— BEGIN Input material —

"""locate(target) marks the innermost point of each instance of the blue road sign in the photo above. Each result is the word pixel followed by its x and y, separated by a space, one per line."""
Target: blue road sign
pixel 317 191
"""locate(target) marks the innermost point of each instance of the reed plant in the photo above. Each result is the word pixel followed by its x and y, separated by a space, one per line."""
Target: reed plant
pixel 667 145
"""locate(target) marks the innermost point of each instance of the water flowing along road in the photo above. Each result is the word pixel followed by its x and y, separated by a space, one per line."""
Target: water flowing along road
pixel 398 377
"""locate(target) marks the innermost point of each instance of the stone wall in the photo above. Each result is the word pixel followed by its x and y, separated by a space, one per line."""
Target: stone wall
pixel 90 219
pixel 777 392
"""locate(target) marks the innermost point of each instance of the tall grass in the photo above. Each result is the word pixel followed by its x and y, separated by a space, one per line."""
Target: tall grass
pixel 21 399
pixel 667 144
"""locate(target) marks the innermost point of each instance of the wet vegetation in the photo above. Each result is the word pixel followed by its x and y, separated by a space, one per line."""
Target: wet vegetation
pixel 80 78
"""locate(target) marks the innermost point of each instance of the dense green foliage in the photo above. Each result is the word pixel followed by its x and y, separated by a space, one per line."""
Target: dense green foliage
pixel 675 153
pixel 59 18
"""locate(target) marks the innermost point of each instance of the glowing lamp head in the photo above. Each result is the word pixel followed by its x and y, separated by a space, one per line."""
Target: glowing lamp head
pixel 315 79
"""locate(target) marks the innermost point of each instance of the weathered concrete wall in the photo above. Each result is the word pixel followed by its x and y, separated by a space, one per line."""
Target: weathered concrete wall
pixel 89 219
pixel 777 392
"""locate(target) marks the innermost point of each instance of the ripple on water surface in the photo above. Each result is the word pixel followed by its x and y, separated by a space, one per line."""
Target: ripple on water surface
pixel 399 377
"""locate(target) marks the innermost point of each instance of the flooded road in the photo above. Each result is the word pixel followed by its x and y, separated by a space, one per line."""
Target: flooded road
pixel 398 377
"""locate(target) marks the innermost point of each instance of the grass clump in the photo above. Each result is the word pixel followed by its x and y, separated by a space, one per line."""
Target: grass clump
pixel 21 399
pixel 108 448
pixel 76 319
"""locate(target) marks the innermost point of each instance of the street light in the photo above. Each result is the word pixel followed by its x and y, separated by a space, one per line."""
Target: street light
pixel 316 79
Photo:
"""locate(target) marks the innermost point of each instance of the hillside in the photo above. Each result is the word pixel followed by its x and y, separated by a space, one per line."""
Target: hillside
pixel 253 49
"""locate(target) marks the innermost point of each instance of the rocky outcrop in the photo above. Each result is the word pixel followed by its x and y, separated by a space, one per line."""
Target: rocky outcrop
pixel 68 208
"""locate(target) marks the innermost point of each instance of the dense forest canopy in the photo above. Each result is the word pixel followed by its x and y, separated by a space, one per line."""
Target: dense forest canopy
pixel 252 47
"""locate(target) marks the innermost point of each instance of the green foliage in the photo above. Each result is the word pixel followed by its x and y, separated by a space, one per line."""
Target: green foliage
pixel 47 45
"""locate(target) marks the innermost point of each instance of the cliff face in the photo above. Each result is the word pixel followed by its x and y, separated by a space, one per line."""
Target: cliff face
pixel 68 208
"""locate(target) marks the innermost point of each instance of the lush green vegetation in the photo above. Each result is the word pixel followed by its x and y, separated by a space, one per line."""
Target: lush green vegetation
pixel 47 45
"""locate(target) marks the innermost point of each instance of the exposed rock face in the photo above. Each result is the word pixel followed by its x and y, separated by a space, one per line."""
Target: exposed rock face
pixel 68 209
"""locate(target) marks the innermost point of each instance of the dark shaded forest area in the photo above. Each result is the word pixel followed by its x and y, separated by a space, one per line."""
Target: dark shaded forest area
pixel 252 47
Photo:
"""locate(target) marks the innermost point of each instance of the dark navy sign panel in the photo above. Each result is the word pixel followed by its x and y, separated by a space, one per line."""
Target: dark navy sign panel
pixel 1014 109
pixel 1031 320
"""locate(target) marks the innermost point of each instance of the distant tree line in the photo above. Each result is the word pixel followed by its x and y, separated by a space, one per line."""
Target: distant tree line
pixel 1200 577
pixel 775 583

— END Input material —

*Written instruction:* Copy every item above word for word, keeping the original line breaks and changing nothing.

*Answer to the exercise:*
"""locate(target) marks the innermost point of each instance of the blue road sign in the photo above. Each result is the word pixel followed by its x and y, separated by a space, one per line."""
Target: blue road sign
pixel 317 191
"""locate(target) marks the innermost point of each instance of the reed plant in the photo above. Each result is the word pixel followed by its x and y, separated by a space, one per line."""
Target: reed plant
pixel 667 145
"""locate(target) marks the innermost point of each instance of the water flowing along road in the photo above. Each result is the word pixel followed by its x and y, separated by a space, one per line."""
Target: water flowing along road
pixel 398 377
"""locate(target) marks the innermost point of each instance of the stone wall in the photo above. Each result is the word pixel followed by its x and y, separated by a space, one per line."""
Target: stone wall
pixel 90 219
pixel 777 392
"""locate(target) marks the innermost point of each instance of the tall grass in the photo above. Each result is the word pixel followed by its x and y, separated by a space, one per line."""
Target: tall grass
pixel 21 399
pixel 667 144
"""locate(target) marks the innermost point of each instance of the wet vegetation in the photo above. Each result is the word pixel followed by its x and y, separated by a space, one per line."""
Target: wet vegetation
pixel 80 78
"""locate(target) marks the innermost point of each instance of the dense green foliage in the photo above. Each result is the word pixel followed by its x and y, separated by a space, one per line."""
Target: dense green foliage
pixel 675 153
pixel 59 18
"""locate(target) marks the innermost point of each instance of the glowing lamp head in the photo above. Each result is the word pixel followed by its x and y, separated by a space, one per line."""
Target: glowing lamp head
pixel 315 79
"""locate(target) marks the innermost point of each instance of the weathered concrete wall in the photo above. Each result is the word pixel followed by its x and y, separated by a space, one per line."""
Target: weathered concrete wall
pixel 89 219
pixel 777 392
"""locate(target) marks the innermost point of each instance of the ripple on water surface in the photo above. Each result is the word pixel followed by its x and y, separated by a space, one per line."""
Target: ripple on water surface
pixel 399 377
"""locate(target) marks the innermost point of each instance of the flooded road in the photo above. Each result is the word pixel followed by its x and y, separated by a space, one per line."""
Target: flooded road
pixel 398 377
"""locate(target) marks the innermost point of each instance of the grass clump in the photo above. Each result is the word pixel followed by its x and y, separated by a space, one per line."""
Target: grass clump
pixel 21 399
pixel 108 448
pixel 76 319
"""locate(target) marks the innermost point of each instance of the street light in the photo above. Each result is the word pixel followed by its x and y, separated by a space, one per line."""
Target: street light
pixel 316 79
Photo:
"""locate(target) marks the innermost point of each instance of the hillside in the photo above. Each result is the word pixel followed by its x and y, separated by a space, one per line."""
Target: hillside
pixel 253 49
"""locate(target) marks the innermost point of each instance of the rocky outcrop in the photo above. Each result is the word pixel followed by its x and y, separated by a space, one per line."""
Target: rocky outcrop
pixel 68 208
"""locate(target) marks the innermost point of each instance of the dense forest canopy in the photo above. Each result is the word pixel followed by its x and y, separated by a space, one per line."""
Target: dense forest canopy
pixel 252 47
"""locate(target) marks the innermost point of each instance of the green foliage in the photo above. Each result is the word pixel followed by its x and y, separated by a space, one per line."""
Target: green foliage
pixel 47 45
"""locate(target) marks the innermost point of each instance of the cliff face in the photo above. Each result is the word pixel followed by its x and y, separated by a space, one per line."""
Target: cliff face
pixel 68 208
"""locate(target) marks the innermost point of each instance of the lush green vegetation in the photo above. Each result is the word pixel followed by its x and y, separated by a space, one per line."""
Target: lush green vegetation
pixel 47 45
"""locate(target) marks the innermost point of each instance of the exposed rock face in the photo above. Each result is the word pixel followed by its x and y, separated by a space, one per line."""
Target: exposed rock face
pixel 68 209
"""locate(target) marks the innermost point of each instance of the dark shaded forest area in the photo above. Each result is the word pixel followed by its x and y, separated by a space, one per line."""
Target: dark shaded forest area
pixel 252 47
Photo:
"""locate(target) marks the innermost point of each instance of the dark navy sign panel in the photo above. Each result is the word pixel followed by its x and y, separated by a space, one per line."""
Target: dark navy sign panel
pixel 1014 109
pixel 1031 320
"""locate(target) marks the innermost point of each instance of the distant tree line in the photo above. Each result is the word pixel followed by its x and y, separated by a space, one per line."""
Target: distant tree line
pixel 1200 577
pixel 775 583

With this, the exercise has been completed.